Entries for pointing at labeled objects
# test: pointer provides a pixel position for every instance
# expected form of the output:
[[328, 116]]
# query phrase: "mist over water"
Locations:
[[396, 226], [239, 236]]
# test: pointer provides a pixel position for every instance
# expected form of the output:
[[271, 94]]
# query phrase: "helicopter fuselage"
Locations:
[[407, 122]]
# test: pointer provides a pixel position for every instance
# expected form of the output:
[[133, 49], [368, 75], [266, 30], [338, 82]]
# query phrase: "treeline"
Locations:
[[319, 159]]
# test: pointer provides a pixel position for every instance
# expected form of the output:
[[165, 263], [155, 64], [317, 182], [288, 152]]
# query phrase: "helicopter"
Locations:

* * *

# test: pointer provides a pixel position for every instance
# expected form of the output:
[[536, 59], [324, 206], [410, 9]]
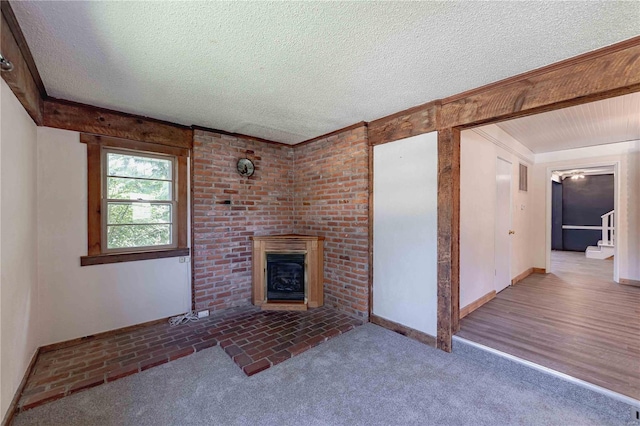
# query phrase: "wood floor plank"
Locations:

- **What to do**: Please pull out every line of the entries above that contains the string "phrase". Treat uppercase and lowercase letters as different.

- **The solution**:
# query phrase: "mist over water"
# query phrase: "helicopter fuselage"
# query phrase: "treeline"
# query phrase: "helicopter"
# query phrase: "wood floor plank"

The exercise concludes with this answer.